- _Exercise requirements_:
Please format every line of the material below as a Markdown table with the columns Row and Line, numbering each row and leaving out blank lines.

- _Records shown_:
▼▼▼

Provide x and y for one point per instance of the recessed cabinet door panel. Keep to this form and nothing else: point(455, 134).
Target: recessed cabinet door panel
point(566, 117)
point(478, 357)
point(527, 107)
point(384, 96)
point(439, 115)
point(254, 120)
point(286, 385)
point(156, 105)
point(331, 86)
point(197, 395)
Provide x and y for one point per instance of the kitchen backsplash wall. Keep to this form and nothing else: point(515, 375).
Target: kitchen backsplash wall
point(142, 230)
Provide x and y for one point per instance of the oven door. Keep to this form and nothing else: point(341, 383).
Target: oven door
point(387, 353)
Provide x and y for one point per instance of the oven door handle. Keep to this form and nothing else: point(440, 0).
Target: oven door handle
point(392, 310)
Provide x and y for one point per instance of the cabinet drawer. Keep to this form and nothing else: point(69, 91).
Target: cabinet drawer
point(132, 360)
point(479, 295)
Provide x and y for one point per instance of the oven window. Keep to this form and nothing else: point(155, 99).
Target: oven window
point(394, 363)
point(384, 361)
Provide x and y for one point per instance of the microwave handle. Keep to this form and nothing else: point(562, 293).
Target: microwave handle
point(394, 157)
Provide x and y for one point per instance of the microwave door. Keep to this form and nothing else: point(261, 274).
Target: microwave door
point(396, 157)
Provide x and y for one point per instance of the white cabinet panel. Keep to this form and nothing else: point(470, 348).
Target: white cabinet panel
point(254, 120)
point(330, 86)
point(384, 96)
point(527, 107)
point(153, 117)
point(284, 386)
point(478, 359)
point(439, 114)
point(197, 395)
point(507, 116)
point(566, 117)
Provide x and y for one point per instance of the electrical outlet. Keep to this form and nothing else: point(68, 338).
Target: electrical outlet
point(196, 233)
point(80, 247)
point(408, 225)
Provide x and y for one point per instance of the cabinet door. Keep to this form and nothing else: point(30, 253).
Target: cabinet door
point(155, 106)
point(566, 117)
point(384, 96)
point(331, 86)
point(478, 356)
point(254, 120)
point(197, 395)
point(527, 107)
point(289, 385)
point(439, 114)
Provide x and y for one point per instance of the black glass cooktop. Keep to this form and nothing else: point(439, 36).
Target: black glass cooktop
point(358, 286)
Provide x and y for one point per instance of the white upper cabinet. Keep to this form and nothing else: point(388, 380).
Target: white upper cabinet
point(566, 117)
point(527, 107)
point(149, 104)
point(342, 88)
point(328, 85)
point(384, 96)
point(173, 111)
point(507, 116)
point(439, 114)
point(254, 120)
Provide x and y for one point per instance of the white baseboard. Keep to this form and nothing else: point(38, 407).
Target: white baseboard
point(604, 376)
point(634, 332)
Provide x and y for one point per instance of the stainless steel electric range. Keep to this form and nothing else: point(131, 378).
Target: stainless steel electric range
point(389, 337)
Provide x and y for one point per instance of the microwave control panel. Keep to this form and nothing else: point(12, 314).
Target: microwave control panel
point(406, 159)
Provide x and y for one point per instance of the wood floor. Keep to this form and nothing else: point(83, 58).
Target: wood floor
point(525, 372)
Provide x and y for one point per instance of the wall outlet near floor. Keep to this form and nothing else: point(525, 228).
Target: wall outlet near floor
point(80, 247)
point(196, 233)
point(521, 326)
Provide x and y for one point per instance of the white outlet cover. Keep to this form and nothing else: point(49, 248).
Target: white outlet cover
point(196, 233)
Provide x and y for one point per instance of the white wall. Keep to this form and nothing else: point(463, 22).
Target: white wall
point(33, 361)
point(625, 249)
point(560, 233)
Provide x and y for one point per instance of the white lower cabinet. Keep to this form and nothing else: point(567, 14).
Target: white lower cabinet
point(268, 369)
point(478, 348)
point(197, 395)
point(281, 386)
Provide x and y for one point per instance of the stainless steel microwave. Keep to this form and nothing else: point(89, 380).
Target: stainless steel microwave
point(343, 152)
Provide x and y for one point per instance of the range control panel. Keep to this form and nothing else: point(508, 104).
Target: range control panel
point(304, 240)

▲▲▲

- _Solution to this problem_:
| Row | Line |
|---|---|
| 1 | Provide x and y for one point per instance of the recessed cabinet door panel. Keep to this form and nothing else: point(455, 134). |
| 2 | Target: recessed cabinet door panel |
| 3 | point(566, 117) |
| 4 | point(478, 357) |
| 5 | point(527, 107) |
| 6 | point(384, 96) |
| 7 | point(439, 115) |
| 8 | point(254, 120) |
| 9 | point(286, 385) |
| 10 | point(156, 105) |
| 11 | point(331, 86) |
| 12 | point(197, 395) |
| 13 | Provide x and y for one point per instance of the kitchen backsplash wall. Keep to this form and nothing else: point(515, 375). |
| 14 | Target: kitchen backsplash wall |
| 15 | point(142, 230) |
| 16 | Provide x and y for one point per instance of the oven door. Keep to this form and nothing else: point(341, 383). |
| 17 | Target: oven door |
| 18 | point(387, 353) |
| 19 | Provide x and y for one point per instance of the oven door handle. Keep to this form and nothing else: point(440, 0). |
| 20 | Target: oven door handle |
| 21 | point(392, 310) |
| 22 | Provide x and y for one point per instance of the cabinet drawer. Keep to this form and nothing else: point(69, 91). |
| 23 | Target: cabinet drawer |
| 24 | point(132, 360) |
| 25 | point(479, 295) |
| 26 | Provide x and y for one point per instance of the oven window. Keep to this form and nothing else: point(155, 99). |
| 27 | Target: oven window |
| 28 | point(394, 363) |
| 29 | point(384, 361) |
| 30 | Provide x and y for one point per instance of the microwave handle. Keep to this form and nothing else: point(562, 293). |
| 31 | Target: microwave handle |
| 32 | point(394, 157) |
| 33 | Provide x and y for one point per instance of the microwave door. Keep to this form and nothing else: point(261, 274). |
| 34 | Target: microwave door |
| 35 | point(396, 157) |
| 36 | Provide x and y for one point per instance of the white cabinet panel. Keep to this form and nothing else: point(470, 348). |
| 37 | Target: white cabinet panel |
| 38 | point(254, 120) |
| 39 | point(330, 86) |
| 40 | point(384, 96) |
| 41 | point(527, 107) |
| 42 | point(153, 117) |
| 43 | point(284, 386) |
| 44 | point(478, 359) |
| 45 | point(439, 114) |
| 46 | point(197, 395) |
| 47 | point(507, 116) |
| 48 | point(566, 117) |
| 49 | Provide x and y for one point per instance of the electrical outlet. Keep to this form and nothing else: point(68, 338). |
| 50 | Target: electrical outlet |
| 51 | point(196, 233) |
| 52 | point(80, 247) |
| 53 | point(408, 225) |
| 54 | Provide x and y for one point per instance of the cabinet door. Keep to this form and nothing else: point(30, 253). |
| 55 | Target: cabinet door |
| 56 | point(155, 106) |
| 57 | point(566, 117) |
| 58 | point(384, 96) |
| 59 | point(331, 86) |
| 60 | point(478, 356) |
| 61 | point(254, 120) |
| 62 | point(197, 395) |
| 63 | point(527, 107) |
| 64 | point(289, 385) |
| 65 | point(439, 114) |
| 66 | Provide x and y for one point per instance of the black glass cooktop. Keep to this form and nothing else: point(439, 36). |
| 67 | Target: black glass cooktop |
| 68 | point(358, 286) |
| 69 | Provide x and y for one point per instance of the white upper cabinet. Keep to this form and nothing else: point(388, 380). |
| 70 | Target: white upper cabinet |
| 71 | point(566, 117) |
| 72 | point(527, 107) |
| 73 | point(149, 104) |
| 74 | point(342, 88) |
| 75 | point(328, 85) |
| 76 | point(384, 96) |
| 77 | point(173, 111) |
| 78 | point(507, 116) |
| 79 | point(439, 114) |
| 80 | point(254, 120) |
| 81 | Provide x and y for one point per instance of the white baseboard. Keep to this form and nothing else: point(38, 407). |
| 82 | Target: white baseboard |
| 83 | point(604, 376) |
| 84 | point(634, 332) |
| 85 | Provide x and y for one point per instance of the stainless steel electric range. Keep to this form and nothing else: point(131, 378). |
| 86 | Target: stainless steel electric range |
| 87 | point(389, 337) |
| 88 | Provide x and y for one point per instance of the microwave control panel. Keep to this form and nothing else: point(12, 314). |
| 89 | Target: microwave control panel |
| 90 | point(406, 159) |
| 91 | Provide x and y for one point per instance of the wood floor. Keep to this form and nothing else: point(83, 58). |
| 92 | Target: wood floor |
| 93 | point(525, 372) |
| 94 | Provide x and y for one point per instance of the wall outlet near floor. Keep to this form and nothing else: point(525, 228). |
| 95 | Target: wall outlet near floor |
| 96 | point(80, 247) |
| 97 | point(196, 233) |
| 98 | point(521, 326) |
| 99 | Provide x and y for one point per instance of the white outlet cover. Keep to this form and nothing else: point(49, 248). |
| 100 | Target: white outlet cover |
| 101 | point(196, 233) |
| 102 | Provide x and y for one point per instance of the white wall. Keep to this form and nothing else: point(463, 22). |
| 103 | Target: white wall |
| 104 | point(33, 361) |
| 105 | point(625, 249) |
| 106 | point(560, 233) |
| 107 | Provide x and y for one point per instance of the white lower cabinet. Keep to this form and nothing else: point(567, 14). |
| 108 | Target: white lower cabinet |
| 109 | point(268, 369) |
| 110 | point(478, 348) |
| 111 | point(197, 395) |
| 112 | point(281, 386) |
| 113 | Provide x and y for one point per instance of the stainless steel microwave. Keep to this form and nothing else: point(89, 380). |
| 114 | Target: stainless steel microwave |
| 115 | point(343, 152) |
| 116 | Provide x and y for one point per instance of the range control panel. Keep to this form and nothing else: point(508, 104). |
| 117 | Target: range control panel |
| 118 | point(304, 240) |